* [ÉNONCÉ 1] Pouvez-vous relever toutes les lignes du listing qui contiennent la chaîne « horse », en tenant compte de la casse ?

* [EXTRAIT CITÉ]

********************

Les insurgés ont été chassés de leurs positions place du Trône, de la Bastille, du Château-d ’Eau et de la rotonde de la Villette. Ils se sont réfugiés sur les Buttes-Chaumont et les hauteurs du Père-Lachaise, non sans avoir incendié tout ce qu’ils pouvaient.

Leurs batteries d’artillerie tirent sur les troupes régulières à feu violent, mais, depuis trois jours, ces derniers sont installés à Montmartre et leur artillerie répond, balayant les buttes et préparant l’attaque finale.

Les corps de Douay et Clinchant vont tenir les positions défensives du boulevard Richard-Lenoir, et sur le Canal, pendant que le corps Ladmirault et l’armée de réserve attaquera les insurgés en les contournant par l’Est.

Les Buttes-Chaumont et les hauteurs du Père-Lachaise forment deux contreforts, débutant, à l’est, près des remparts, entre les portes de Romainville et de Ménilmontant. C’est là que l’aile gauche du corps Ladmirault et de l’armée de réserve, du général Vinoy, doivent se réunir pour rejoindre les positions des insurgés.

27mai

Le corps Ladmirault se dirige vers les Buttes-Chaumont, en échelons. L’aile gauche est en avant. La colonne échelon de gauche suit la rue militaire, le long des fortifications. C’est la division Grenier qui démarre, à six heures et demie du matin. Elle franchit le canal de l’Ourcq, s’empare du poste-caserne du bastion 26, enlève la porte de Pantin et se rend maître des bastions 24. 23 et 22.

Les autres colonnes se mettent en mouvement, les unes après les autres, chaque fois que l’échelon qui précède prend les hauteurs à leur gauche. Elles s’emparent à leur tour des barricades de la rue de Flandre. La compagnie d’éclaireurs, sous les ordres du lieutenant Muller, prend la mairie du 19e et l’église Saint-Jacques.

La fusillade est vive entre les troupes et l’ennemi embusqué dans les jardins et les maisons de Belleville, pendant que les batteries établies dans les bastions 25 et 24, sur la voie ferrée et en avant du marché aux bestiaux canonnent les hauteurs de Belleville.

La division Montaudon se met en mouvement à onze heures. Sa brigade Dumont tourne le bassin de la Villette en franchissant la place de la Rotonde, enlève les barricades de la rue d’Allemagne et s’installe au marché de la rue de Meaux.

La brigade Lefebvre se concentre dans les rues de la Butte-Chaumont et du Terrage, franchit le canal sous une grêle de balles, enlève la grande barricade du rondpoint et celle de la rue des Ecluses-Saint-Martin, et atteint le boulevard de la Villette par les rues Grange-aux-Belles, Vicq-d’Azir et de la Chopinette.

L’échelon de droite suit les boulevards Davoust et Mortier, le long des remparts et rejoint l’échelon de tête de colonne du corps Ladmirault, entre les rues de Belleville et de Ménilmontant.

Réunis, toutes les colonnes font mouvement vers l’ouest, enveloppant les insurgés et les rejetant vers le canal Saint-Martin et le boulevard Richard-Lenoir, où les attendent les corps Douay et Clinchant.

********************

* [DONNÉES DU LISTING]
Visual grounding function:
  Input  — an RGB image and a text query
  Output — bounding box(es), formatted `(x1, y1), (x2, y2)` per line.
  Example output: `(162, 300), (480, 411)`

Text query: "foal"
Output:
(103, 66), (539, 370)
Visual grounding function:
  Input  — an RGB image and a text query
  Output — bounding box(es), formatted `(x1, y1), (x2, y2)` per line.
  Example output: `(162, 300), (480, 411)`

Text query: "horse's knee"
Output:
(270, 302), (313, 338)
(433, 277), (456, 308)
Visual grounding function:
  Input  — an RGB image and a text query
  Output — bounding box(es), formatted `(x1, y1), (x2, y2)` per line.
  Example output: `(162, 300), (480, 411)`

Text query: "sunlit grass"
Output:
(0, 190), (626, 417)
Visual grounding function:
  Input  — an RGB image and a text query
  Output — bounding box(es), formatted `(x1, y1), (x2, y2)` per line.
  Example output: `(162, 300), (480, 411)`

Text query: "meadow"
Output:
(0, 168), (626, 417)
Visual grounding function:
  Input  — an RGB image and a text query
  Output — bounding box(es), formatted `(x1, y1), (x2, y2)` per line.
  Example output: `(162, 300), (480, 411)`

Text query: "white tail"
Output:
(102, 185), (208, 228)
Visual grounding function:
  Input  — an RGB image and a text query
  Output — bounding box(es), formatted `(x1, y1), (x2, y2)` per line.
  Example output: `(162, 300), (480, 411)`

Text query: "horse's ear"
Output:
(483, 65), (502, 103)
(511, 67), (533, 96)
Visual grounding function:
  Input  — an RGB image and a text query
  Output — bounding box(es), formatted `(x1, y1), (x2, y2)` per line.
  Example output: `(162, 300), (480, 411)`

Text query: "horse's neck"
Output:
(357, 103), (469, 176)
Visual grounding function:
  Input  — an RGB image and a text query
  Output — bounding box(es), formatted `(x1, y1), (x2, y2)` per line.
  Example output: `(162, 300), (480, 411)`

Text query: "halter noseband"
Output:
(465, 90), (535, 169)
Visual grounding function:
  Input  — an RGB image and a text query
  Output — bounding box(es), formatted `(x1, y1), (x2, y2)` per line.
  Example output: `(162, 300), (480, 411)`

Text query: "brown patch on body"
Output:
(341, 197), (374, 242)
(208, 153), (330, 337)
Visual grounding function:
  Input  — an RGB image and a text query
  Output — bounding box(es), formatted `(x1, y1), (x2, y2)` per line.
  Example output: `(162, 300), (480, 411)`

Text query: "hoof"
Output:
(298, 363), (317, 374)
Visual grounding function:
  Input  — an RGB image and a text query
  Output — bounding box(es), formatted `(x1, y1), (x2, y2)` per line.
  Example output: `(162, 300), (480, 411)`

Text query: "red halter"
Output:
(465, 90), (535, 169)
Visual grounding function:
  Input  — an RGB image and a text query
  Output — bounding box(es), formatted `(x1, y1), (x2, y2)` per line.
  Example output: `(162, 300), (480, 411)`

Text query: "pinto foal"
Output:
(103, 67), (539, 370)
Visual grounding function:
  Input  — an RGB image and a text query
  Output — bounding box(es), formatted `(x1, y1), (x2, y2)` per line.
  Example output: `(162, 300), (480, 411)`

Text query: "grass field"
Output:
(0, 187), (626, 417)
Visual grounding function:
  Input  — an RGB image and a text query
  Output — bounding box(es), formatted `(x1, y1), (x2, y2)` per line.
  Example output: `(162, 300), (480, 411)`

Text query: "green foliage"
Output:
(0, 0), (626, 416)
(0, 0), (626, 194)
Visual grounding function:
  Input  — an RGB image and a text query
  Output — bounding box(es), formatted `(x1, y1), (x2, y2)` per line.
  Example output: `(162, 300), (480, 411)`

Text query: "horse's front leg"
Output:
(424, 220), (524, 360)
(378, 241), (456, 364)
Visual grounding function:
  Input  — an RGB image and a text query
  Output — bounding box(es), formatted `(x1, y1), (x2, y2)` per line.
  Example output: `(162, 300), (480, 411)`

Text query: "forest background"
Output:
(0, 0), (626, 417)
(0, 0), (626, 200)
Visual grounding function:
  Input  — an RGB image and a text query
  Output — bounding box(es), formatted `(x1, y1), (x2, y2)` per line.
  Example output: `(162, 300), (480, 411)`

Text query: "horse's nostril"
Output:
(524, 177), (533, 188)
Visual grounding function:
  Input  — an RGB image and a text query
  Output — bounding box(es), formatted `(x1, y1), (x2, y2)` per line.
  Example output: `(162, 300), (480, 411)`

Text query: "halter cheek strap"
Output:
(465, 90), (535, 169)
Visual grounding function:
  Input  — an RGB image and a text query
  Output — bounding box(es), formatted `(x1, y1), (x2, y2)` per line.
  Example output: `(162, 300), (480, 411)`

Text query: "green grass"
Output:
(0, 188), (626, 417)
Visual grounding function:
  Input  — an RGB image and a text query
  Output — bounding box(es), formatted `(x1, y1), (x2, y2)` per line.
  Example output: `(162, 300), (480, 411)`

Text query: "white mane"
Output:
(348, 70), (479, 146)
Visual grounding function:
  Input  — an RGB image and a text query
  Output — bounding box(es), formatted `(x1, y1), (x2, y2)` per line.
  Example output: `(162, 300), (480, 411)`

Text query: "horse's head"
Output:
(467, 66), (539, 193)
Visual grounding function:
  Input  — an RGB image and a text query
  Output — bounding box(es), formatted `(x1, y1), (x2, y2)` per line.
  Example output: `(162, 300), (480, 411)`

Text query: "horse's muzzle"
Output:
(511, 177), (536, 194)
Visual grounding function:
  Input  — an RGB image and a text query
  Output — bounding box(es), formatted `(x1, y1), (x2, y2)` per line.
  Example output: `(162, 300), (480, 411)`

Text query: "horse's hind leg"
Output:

********************

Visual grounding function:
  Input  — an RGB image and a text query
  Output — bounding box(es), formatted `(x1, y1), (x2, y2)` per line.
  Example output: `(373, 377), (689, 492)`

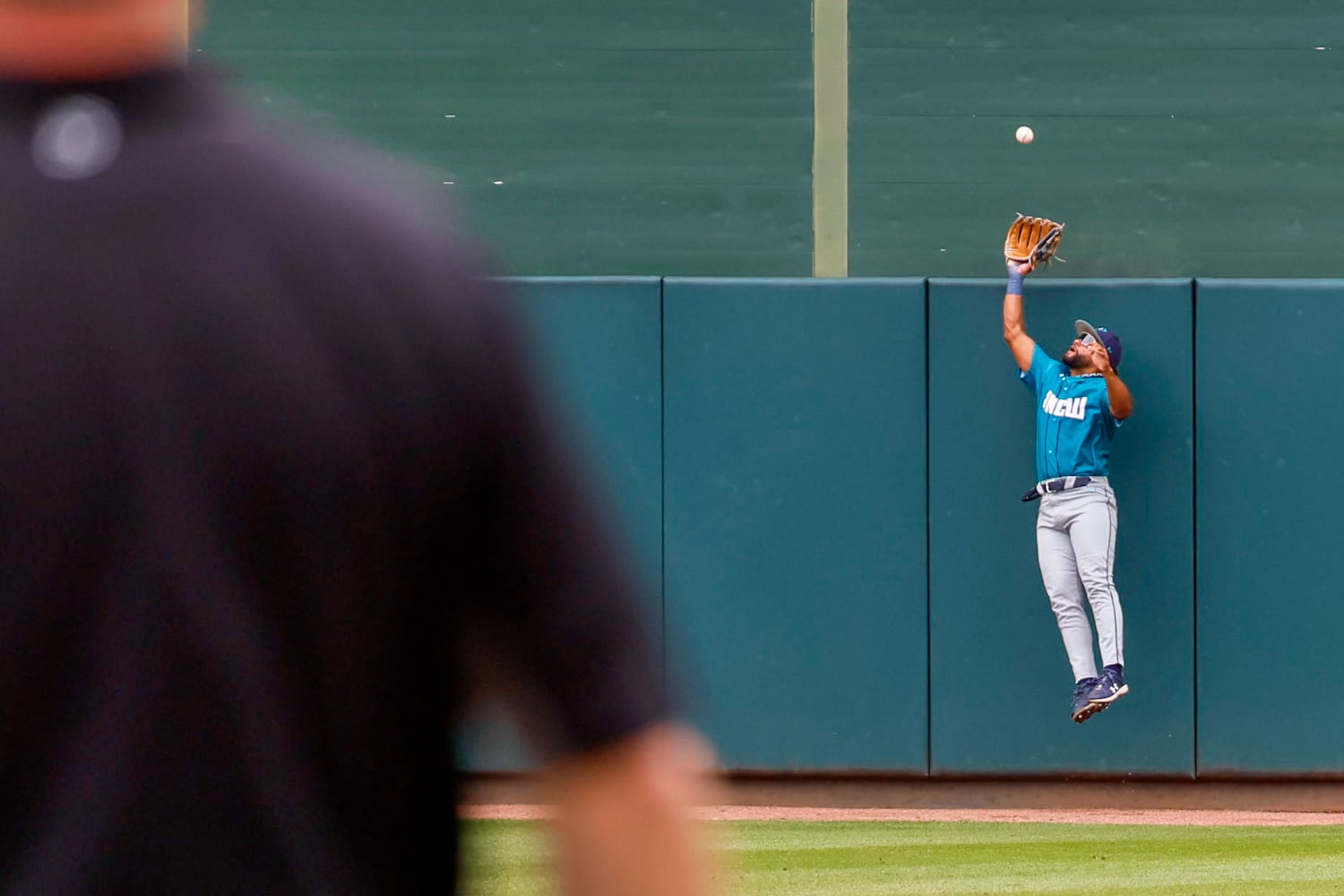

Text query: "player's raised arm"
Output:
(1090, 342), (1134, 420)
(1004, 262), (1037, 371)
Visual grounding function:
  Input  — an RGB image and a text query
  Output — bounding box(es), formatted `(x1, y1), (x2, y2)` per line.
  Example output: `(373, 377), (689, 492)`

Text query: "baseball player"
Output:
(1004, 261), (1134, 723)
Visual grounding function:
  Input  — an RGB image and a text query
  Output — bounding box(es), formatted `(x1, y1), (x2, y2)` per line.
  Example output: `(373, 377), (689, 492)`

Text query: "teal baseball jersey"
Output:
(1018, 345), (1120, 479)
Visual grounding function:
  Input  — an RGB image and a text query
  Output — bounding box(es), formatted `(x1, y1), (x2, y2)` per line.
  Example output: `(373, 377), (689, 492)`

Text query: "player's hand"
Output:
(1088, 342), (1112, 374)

********************

* [ÉNONCÉ 2] Dans l'extrait cité, pouvez-vous réécrire le passage compris entre « Les corps de » et « positions des insurgés. », bornes incluses, en remplaçant « contreforts » par « éperons » ?

* [SOLUTION 1]
Text query: "horse's knee"
Text query: "horse's ear"
Text query: "horse's neck"
Text query: "horse's front leg"
Text query: "horse's nostril"
Text query: "horse's head"
Text query: "horse's muzzle"
Text query: "horse's hind leg"

* [SOLUTION 2]
Les corps de Douay et Clinchant vont tenir les positions défensives du boulevard Richard-Lenoir, et sur le Canal, pendant que le corps Ladmirault et l’armée de réserve attaquera les insurgés en les contournant par l’Est.

Les Buttes-Chaumont et les hauteurs du Père-Lachaise forment deux éperons, débutant, à l’est, près des remparts, entre les portes de Romainville et de Ménilmontant. C’est là que l’aile gauche du corps Ladmirault et de l’armée de réserve, du général Vinoy, doivent se réunir pour rejoindre les positions des insurgés.